● YOUR OBJECTIVE:
Images embedded in the records are excluded; print everything else exactly as given.
--
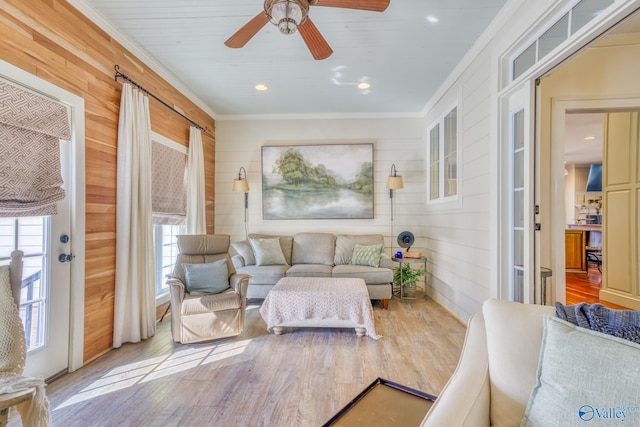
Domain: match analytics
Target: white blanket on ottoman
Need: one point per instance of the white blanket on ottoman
(319, 299)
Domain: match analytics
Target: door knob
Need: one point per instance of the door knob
(66, 257)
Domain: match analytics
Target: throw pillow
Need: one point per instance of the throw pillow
(366, 255)
(267, 251)
(208, 278)
(584, 377)
(244, 249)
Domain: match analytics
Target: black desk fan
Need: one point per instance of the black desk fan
(406, 239)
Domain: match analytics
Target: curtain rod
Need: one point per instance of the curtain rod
(139, 86)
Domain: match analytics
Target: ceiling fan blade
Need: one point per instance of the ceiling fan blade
(318, 46)
(250, 29)
(372, 5)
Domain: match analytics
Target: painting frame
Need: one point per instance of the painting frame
(317, 181)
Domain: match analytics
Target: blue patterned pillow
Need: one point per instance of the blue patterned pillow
(267, 251)
(584, 378)
(366, 255)
(206, 279)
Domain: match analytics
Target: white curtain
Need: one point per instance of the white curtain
(196, 219)
(135, 310)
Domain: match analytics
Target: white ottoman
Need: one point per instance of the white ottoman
(319, 302)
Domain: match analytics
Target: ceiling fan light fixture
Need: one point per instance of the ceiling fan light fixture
(287, 15)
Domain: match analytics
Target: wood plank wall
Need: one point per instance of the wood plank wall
(52, 40)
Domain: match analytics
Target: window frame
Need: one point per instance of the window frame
(440, 123)
(161, 289)
(159, 246)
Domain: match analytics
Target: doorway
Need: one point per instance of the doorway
(52, 303)
(583, 158)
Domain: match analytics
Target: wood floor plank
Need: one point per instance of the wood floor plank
(300, 378)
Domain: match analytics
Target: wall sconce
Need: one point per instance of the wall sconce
(241, 185)
(394, 182)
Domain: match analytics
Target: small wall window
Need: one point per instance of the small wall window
(579, 16)
(442, 158)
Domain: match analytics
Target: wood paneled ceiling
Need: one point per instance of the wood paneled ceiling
(402, 54)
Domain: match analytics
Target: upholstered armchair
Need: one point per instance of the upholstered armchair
(198, 314)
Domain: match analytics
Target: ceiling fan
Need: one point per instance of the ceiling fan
(292, 15)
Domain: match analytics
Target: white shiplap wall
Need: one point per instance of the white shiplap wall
(458, 239)
(399, 141)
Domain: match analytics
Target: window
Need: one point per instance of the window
(442, 159)
(165, 248)
(169, 207)
(579, 16)
(29, 235)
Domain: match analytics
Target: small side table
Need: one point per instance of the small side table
(411, 261)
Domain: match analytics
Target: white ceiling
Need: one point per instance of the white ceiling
(399, 52)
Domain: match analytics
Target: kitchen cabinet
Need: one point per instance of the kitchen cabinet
(574, 243)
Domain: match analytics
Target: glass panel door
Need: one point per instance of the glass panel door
(28, 235)
(516, 250)
(518, 194)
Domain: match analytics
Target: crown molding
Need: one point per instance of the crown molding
(149, 61)
(320, 116)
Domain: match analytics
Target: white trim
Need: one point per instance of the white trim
(77, 201)
(321, 116)
(105, 26)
--
● ANSWER SPACE:
Domain: match analytics
Target: white blanket on ottoman
Need: one point per instance of the white blanket on ottoman
(319, 299)
Domain: match analytics
Target: door knob
Need: one point per instance of the door knob
(66, 257)
Domain: match analytics
Target: throw pillow
Need: one point per instance of the throw pillow
(366, 255)
(267, 251)
(208, 278)
(584, 377)
(244, 249)
Domain: match analytics
Target: black desk fan
Need: one point per instance of the black desk fan
(406, 239)
Domain: match analytics
Target: curtain rod
Need: one point per instance of the curtain rod
(139, 86)
Domain: match analytics
Target: ceiling fan blade
Need: one point per instance of the ceiling fan blade
(318, 46)
(250, 29)
(372, 5)
Domain: match analytics
Target: painting frame
Need: one point per instance of the painting frame
(317, 181)
Domain: match analytics
Target: blue patterned pillow
Need: one point per instance of the blue patterned pillow
(267, 251)
(584, 378)
(366, 255)
(206, 279)
Domain: match analytics
Target: white curtain
Need: one point per instance of the white curtain
(196, 219)
(135, 310)
Domain: match analytics
Target: white ottoman
Need: one point per instance of the white ottoman
(319, 302)
Domain: match analytics
Target: ceiling fan light fixture
Need: one point per instance of the ceiling fan light fixture
(287, 15)
Domain: match analytics
Target: wood plank wall
Need: one point per instance of the wood plank wall
(52, 40)
Domain: match analytics
Target: window frame
Need: one point per instance of the window frame
(440, 123)
(161, 289)
(159, 246)
Domain: match analytics
Target: doorway
Need: one point per instance of the doorway
(52, 303)
(583, 158)
Domain: match analytics
Target: wood floor plank
Need: one point per instance of the wood floor plank
(300, 378)
Domain: match analytics
Target: wall sconce
Need: one point per instance of the wall sconce
(241, 185)
(394, 182)
Domain: match analytics
Target: small wall window
Need: one point per instance of the small wall window
(579, 16)
(442, 158)
Domain: match analytics
Target: wood paneled ceiling
Need: one point per instance of the wood paneled ceiling
(402, 54)
Domain: match analytics
Target: upholstered armchair
Need: one point per instance of the upholstered armchair
(198, 314)
Domain: match analytics
Target: ceiling fan
Need: one point per instance of the ceiling fan
(292, 15)
Domain: match analytics
Target: white shiplap wall
Need: one point per instance of the white shiplap wall
(458, 239)
(399, 141)
Domain: match analytics
Target: window
Need: one point per instance of the window
(442, 159)
(165, 248)
(169, 207)
(579, 16)
(29, 235)
Domain: match analytics
Target: small side table
Need: one point per instance of the small side table
(411, 261)
Domain: match analytics
Target: white ceiling
Need: one point per instance of the white ceiling
(399, 52)
Domain: match analytics
Target: kitchen cabinet
Need: one point per instance of the kitchen cabinet
(574, 243)
Domain: match analytics
Target: glass panel door
Need: one point per instance of the glass panel door
(28, 235)
(516, 250)
(518, 194)
Domain: match analytics
Target: crown molding
Need: one point per instance of the crown molding
(149, 61)
(320, 116)
Domain: match analytics
Target: white trim
Need: one point per instance of the white trim
(77, 201)
(321, 116)
(105, 26)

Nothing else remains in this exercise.